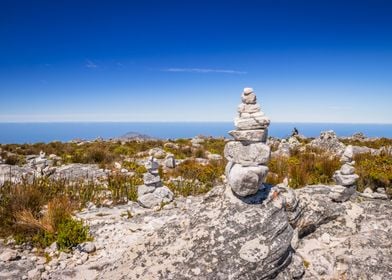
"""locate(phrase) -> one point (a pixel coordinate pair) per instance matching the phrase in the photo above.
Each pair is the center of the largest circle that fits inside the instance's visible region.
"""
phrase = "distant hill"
(135, 136)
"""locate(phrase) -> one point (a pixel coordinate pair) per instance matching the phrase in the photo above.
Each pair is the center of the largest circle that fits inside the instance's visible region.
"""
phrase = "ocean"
(47, 132)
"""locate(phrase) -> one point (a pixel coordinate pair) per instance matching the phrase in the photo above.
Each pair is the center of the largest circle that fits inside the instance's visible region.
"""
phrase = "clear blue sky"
(309, 61)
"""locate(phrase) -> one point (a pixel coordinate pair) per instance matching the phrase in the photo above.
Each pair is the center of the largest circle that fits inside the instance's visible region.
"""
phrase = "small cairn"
(345, 178)
(153, 193)
(248, 154)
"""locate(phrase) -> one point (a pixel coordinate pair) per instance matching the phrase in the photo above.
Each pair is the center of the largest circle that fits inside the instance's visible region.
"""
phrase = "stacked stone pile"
(345, 178)
(153, 193)
(248, 154)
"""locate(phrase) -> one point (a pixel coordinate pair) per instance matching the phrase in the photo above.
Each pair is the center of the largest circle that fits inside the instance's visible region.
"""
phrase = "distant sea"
(47, 132)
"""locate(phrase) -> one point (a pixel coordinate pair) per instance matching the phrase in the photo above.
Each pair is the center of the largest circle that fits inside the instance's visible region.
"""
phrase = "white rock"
(246, 181)
(368, 190)
(255, 135)
(248, 108)
(143, 189)
(347, 169)
(248, 91)
(34, 274)
(249, 98)
(251, 154)
(345, 180)
(251, 123)
(150, 179)
(88, 247)
(9, 255)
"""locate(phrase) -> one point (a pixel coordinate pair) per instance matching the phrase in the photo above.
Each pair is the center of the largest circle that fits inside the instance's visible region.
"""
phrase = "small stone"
(34, 274)
(345, 180)
(249, 98)
(170, 161)
(247, 154)
(341, 193)
(251, 123)
(248, 91)
(246, 181)
(88, 247)
(347, 169)
(255, 135)
(143, 189)
(150, 179)
(325, 238)
(368, 190)
(8, 256)
(248, 108)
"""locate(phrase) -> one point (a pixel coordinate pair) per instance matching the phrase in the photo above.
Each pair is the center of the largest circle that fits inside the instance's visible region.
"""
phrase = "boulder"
(156, 198)
(249, 98)
(255, 135)
(247, 180)
(247, 154)
(345, 180)
(251, 123)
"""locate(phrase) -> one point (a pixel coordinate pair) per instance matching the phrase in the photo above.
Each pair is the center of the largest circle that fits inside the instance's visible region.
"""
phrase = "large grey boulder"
(249, 123)
(246, 180)
(247, 154)
(156, 198)
(255, 135)
(220, 237)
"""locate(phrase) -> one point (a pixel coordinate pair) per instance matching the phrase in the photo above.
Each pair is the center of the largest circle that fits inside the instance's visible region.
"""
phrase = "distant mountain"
(135, 136)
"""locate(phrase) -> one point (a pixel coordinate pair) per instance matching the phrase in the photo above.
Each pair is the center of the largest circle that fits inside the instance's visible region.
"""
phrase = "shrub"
(374, 171)
(71, 233)
(199, 178)
(303, 168)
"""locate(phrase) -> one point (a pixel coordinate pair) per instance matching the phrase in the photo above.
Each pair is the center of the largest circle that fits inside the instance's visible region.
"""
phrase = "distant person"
(295, 132)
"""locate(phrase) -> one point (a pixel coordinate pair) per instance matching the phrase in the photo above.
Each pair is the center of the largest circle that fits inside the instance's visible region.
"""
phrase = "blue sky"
(308, 61)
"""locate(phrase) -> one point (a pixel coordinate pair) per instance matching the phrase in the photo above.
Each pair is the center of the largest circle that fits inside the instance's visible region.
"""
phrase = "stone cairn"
(248, 154)
(153, 192)
(345, 178)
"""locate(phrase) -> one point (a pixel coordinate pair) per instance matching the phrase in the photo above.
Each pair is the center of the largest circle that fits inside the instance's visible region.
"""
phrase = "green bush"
(71, 233)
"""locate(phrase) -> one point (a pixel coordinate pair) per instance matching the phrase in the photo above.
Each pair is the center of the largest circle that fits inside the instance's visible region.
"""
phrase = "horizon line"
(190, 121)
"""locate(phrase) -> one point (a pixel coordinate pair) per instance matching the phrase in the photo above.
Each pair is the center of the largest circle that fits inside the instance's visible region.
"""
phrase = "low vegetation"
(303, 168)
(376, 143)
(195, 178)
(374, 172)
(41, 211)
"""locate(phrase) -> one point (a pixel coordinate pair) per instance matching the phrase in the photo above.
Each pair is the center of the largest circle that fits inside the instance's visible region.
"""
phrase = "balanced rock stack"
(248, 154)
(345, 178)
(153, 193)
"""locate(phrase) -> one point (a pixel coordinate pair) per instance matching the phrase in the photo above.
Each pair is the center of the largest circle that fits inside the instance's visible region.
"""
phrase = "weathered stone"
(9, 255)
(88, 247)
(248, 91)
(347, 169)
(345, 180)
(247, 154)
(170, 161)
(256, 135)
(246, 181)
(160, 195)
(151, 179)
(151, 164)
(143, 189)
(251, 123)
(248, 108)
(341, 193)
(249, 98)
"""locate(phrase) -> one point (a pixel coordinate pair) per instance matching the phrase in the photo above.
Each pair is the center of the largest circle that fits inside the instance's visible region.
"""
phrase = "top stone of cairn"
(250, 117)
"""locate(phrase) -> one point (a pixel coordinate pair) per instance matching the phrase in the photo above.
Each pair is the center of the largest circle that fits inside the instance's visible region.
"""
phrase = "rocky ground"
(280, 233)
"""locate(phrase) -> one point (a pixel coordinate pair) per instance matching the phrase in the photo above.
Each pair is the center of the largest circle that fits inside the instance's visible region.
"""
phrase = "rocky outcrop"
(153, 193)
(248, 154)
(345, 178)
(328, 141)
(216, 237)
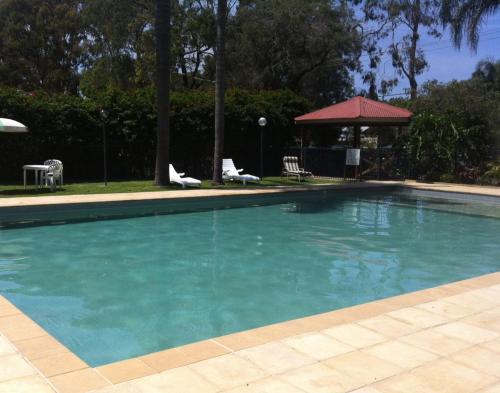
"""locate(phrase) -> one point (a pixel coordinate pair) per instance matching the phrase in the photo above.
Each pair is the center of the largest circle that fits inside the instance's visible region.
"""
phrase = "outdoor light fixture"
(104, 147)
(262, 123)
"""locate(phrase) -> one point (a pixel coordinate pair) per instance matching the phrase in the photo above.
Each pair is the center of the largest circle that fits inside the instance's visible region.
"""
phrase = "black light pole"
(262, 124)
(104, 148)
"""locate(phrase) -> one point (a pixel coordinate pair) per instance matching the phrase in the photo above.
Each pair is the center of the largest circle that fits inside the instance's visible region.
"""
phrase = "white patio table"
(36, 169)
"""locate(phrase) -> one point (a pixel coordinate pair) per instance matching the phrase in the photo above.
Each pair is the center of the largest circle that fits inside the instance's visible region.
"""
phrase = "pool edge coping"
(84, 199)
(62, 363)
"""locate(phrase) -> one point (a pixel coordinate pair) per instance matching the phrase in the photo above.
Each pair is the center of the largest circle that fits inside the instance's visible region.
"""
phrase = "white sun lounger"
(183, 181)
(229, 172)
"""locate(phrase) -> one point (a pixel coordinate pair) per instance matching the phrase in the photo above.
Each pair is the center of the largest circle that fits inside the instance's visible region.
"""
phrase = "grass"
(12, 191)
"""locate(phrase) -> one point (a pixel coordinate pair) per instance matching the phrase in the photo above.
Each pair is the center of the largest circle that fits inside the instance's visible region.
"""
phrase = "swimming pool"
(130, 279)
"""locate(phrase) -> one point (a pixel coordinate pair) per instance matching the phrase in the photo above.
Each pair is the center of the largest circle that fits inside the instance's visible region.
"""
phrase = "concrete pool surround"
(442, 339)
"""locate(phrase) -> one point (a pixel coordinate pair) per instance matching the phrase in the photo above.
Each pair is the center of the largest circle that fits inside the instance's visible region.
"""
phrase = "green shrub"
(70, 128)
(492, 175)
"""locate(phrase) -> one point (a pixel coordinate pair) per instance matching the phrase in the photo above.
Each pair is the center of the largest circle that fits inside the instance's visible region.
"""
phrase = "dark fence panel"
(384, 164)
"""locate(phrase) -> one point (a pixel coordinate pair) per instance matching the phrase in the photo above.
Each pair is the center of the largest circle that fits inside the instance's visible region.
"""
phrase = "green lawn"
(143, 186)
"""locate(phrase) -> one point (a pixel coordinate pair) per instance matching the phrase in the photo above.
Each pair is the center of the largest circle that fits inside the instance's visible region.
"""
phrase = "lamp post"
(104, 148)
(262, 124)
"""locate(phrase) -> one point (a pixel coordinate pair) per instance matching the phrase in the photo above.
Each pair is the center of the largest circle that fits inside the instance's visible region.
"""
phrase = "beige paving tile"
(31, 384)
(367, 389)
(446, 309)
(322, 321)
(444, 291)
(354, 335)
(407, 300)
(417, 317)
(276, 331)
(78, 381)
(446, 376)
(275, 357)
(165, 360)
(6, 348)
(242, 340)
(318, 346)
(388, 326)
(7, 308)
(59, 364)
(178, 380)
(362, 367)
(466, 332)
(20, 327)
(492, 389)
(319, 378)
(125, 370)
(474, 300)
(368, 310)
(405, 383)
(125, 387)
(39, 347)
(480, 359)
(489, 319)
(203, 350)
(435, 342)
(493, 345)
(228, 371)
(268, 385)
(14, 366)
(403, 355)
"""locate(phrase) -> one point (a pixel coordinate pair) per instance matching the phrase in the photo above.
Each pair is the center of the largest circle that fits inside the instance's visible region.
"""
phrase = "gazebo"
(357, 112)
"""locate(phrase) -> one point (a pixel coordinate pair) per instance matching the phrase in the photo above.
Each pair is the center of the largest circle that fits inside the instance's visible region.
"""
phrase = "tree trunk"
(416, 16)
(162, 177)
(220, 87)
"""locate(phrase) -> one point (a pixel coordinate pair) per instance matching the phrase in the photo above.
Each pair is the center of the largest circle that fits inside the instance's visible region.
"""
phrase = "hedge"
(70, 128)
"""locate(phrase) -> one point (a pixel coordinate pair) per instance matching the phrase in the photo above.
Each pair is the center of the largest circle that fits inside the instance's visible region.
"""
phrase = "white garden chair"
(178, 178)
(229, 172)
(60, 176)
(53, 176)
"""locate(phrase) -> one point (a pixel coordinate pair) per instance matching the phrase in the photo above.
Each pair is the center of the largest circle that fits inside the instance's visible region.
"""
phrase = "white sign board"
(352, 157)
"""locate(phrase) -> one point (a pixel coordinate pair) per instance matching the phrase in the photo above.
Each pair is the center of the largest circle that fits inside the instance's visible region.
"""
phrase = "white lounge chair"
(229, 172)
(183, 181)
(291, 168)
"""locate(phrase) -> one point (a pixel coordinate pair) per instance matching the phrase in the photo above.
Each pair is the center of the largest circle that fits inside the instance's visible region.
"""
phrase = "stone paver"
(447, 343)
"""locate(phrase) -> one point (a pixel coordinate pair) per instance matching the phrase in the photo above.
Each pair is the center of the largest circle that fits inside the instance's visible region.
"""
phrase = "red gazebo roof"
(358, 111)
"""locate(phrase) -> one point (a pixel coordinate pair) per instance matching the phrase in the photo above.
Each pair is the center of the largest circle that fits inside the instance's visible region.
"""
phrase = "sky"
(445, 61)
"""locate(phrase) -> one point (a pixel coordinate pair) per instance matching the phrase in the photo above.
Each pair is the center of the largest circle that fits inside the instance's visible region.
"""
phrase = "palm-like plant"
(465, 18)
(162, 177)
(220, 84)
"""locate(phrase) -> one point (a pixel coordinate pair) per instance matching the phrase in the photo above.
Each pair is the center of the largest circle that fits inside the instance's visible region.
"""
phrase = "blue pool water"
(110, 289)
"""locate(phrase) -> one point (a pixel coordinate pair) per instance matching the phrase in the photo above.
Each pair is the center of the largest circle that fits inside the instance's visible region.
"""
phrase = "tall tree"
(407, 18)
(466, 17)
(41, 44)
(117, 43)
(220, 89)
(162, 177)
(308, 46)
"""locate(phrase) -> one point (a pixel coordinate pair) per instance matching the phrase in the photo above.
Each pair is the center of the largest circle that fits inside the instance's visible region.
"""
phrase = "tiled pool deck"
(443, 339)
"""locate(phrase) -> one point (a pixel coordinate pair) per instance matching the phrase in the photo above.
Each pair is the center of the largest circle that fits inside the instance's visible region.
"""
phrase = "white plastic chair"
(291, 168)
(183, 181)
(229, 172)
(43, 177)
(53, 176)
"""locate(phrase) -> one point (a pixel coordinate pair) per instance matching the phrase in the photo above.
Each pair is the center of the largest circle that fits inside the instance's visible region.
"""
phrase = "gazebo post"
(357, 137)
(302, 146)
(357, 145)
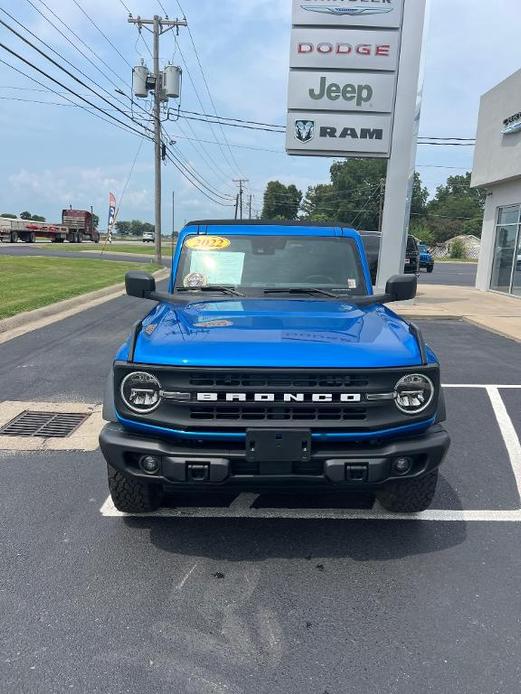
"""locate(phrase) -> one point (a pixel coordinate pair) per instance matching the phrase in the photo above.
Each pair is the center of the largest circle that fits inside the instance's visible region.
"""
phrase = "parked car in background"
(371, 241)
(426, 259)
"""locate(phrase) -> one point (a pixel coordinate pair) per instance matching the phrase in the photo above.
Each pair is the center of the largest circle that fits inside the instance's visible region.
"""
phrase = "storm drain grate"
(45, 424)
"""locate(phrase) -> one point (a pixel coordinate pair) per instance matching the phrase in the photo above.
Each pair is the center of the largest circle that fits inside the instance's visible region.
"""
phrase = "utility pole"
(382, 198)
(159, 27)
(241, 182)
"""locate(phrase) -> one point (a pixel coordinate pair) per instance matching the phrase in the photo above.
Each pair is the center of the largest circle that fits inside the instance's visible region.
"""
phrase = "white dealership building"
(497, 169)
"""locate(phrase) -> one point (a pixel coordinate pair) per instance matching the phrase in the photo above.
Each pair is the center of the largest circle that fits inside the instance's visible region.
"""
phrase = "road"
(93, 252)
(226, 605)
(459, 274)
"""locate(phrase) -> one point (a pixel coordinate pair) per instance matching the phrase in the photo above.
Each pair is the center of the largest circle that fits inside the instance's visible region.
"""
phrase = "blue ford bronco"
(270, 364)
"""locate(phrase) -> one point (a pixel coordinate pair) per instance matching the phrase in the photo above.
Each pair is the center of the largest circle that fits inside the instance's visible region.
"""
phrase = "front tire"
(131, 495)
(409, 496)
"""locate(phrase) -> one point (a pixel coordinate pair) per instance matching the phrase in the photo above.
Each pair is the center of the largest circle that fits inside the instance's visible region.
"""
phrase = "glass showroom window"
(506, 268)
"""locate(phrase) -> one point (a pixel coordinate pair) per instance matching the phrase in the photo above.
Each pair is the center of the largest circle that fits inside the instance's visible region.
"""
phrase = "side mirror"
(401, 287)
(139, 284)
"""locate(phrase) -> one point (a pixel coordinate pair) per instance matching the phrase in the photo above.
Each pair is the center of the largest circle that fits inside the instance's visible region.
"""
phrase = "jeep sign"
(363, 13)
(327, 134)
(341, 91)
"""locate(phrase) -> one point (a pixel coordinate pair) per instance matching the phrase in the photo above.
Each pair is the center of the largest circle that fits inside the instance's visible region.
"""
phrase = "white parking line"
(242, 506)
(508, 433)
(242, 509)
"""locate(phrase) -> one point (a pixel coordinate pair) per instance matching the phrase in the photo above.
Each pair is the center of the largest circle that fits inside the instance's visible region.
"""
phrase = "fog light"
(402, 466)
(149, 464)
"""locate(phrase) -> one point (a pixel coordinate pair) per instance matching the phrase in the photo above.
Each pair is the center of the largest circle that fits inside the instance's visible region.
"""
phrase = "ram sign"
(344, 61)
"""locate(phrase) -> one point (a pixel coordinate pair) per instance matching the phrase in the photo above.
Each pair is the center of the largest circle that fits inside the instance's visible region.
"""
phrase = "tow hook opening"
(197, 472)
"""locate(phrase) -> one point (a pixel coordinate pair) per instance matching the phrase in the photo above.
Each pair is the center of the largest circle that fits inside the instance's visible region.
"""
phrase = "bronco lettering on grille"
(279, 397)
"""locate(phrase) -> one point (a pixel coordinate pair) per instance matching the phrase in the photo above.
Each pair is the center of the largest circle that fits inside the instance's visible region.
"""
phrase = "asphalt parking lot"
(260, 594)
(456, 274)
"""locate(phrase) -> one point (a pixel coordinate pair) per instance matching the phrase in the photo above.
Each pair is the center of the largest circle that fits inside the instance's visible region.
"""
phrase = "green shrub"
(457, 250)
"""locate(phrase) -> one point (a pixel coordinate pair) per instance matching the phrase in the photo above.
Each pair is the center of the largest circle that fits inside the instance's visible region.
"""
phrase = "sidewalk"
(499, 313)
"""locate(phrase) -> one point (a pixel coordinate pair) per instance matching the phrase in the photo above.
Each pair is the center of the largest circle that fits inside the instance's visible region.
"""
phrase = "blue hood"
(275, 333)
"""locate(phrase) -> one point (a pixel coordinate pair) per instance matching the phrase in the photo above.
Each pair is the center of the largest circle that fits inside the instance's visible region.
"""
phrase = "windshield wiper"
(299, 290)
(211, 288)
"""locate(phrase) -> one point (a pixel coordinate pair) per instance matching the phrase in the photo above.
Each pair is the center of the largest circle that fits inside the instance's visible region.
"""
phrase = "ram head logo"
(304, 130)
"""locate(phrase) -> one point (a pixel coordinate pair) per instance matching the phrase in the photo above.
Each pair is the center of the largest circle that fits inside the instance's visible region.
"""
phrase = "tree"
(355, 195)
(455, 209)
(280, 201)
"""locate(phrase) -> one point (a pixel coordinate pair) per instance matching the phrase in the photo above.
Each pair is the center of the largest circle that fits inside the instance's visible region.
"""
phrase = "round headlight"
(141, 392)
(414, 393)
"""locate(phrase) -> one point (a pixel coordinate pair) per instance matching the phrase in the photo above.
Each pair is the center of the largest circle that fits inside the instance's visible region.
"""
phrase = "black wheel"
(132, 495)
(409, 496)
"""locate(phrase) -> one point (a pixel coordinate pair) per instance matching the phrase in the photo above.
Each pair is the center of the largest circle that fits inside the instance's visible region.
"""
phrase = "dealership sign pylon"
(353, 92)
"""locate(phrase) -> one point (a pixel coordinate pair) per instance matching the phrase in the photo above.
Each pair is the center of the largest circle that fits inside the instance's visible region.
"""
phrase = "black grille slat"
(44, 424)
(239, 413)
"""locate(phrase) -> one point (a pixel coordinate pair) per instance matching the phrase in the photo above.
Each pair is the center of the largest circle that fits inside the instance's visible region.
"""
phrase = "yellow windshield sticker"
(207, 243)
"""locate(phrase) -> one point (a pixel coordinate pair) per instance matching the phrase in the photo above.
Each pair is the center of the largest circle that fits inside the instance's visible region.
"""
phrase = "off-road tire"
(409, 496)
(132, 495)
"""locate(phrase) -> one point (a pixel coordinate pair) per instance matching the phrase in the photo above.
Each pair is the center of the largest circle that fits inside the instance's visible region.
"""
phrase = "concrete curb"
(32, 320)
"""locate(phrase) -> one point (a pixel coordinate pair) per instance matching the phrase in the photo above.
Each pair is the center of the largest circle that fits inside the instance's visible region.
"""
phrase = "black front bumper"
(216, 464)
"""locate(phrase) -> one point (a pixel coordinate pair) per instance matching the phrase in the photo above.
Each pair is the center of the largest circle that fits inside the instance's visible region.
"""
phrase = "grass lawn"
(31, 282)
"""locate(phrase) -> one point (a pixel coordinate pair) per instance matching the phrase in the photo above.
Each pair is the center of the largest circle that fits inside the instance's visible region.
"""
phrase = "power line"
(200, 101)
(209, 92)
(75, 47)
(67, 38)
(52, 79)
(60, 67)
(126, 128)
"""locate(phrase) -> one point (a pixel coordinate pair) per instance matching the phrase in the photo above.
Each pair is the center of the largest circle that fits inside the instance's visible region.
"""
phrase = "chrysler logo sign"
(354, 8)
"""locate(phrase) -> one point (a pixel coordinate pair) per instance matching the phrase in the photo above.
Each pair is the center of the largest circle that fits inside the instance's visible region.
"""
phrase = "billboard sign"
(324, 90)
(344, 49)
(330, 134)
(358, 13)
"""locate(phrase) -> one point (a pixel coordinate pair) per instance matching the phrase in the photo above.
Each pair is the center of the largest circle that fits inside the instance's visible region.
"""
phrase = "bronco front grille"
(184, 410)
(275, 380)
(300, 414)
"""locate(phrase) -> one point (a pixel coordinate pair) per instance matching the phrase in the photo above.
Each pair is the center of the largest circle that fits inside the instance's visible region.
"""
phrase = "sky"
(56, 156)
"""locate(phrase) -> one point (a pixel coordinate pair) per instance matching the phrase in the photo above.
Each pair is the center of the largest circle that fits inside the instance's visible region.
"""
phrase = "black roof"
(265, 222)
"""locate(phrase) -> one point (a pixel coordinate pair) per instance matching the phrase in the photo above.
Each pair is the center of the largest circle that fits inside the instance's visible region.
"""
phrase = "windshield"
(278, 262)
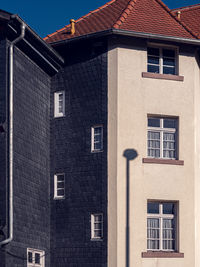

····················

• _Exercise aim_
Copy every line of the records above that contains the string "sign", and leave out all other lines. Treat uppercase and lowercase letters as different when matching.

• _Complete response_
phrase = "white sign board"
phrase = "jeep sign"
phrase = "ram sign"
phrase = "dealership sign pylon"
phrase = "chrysler logo sign"
phrase = "billboard sign"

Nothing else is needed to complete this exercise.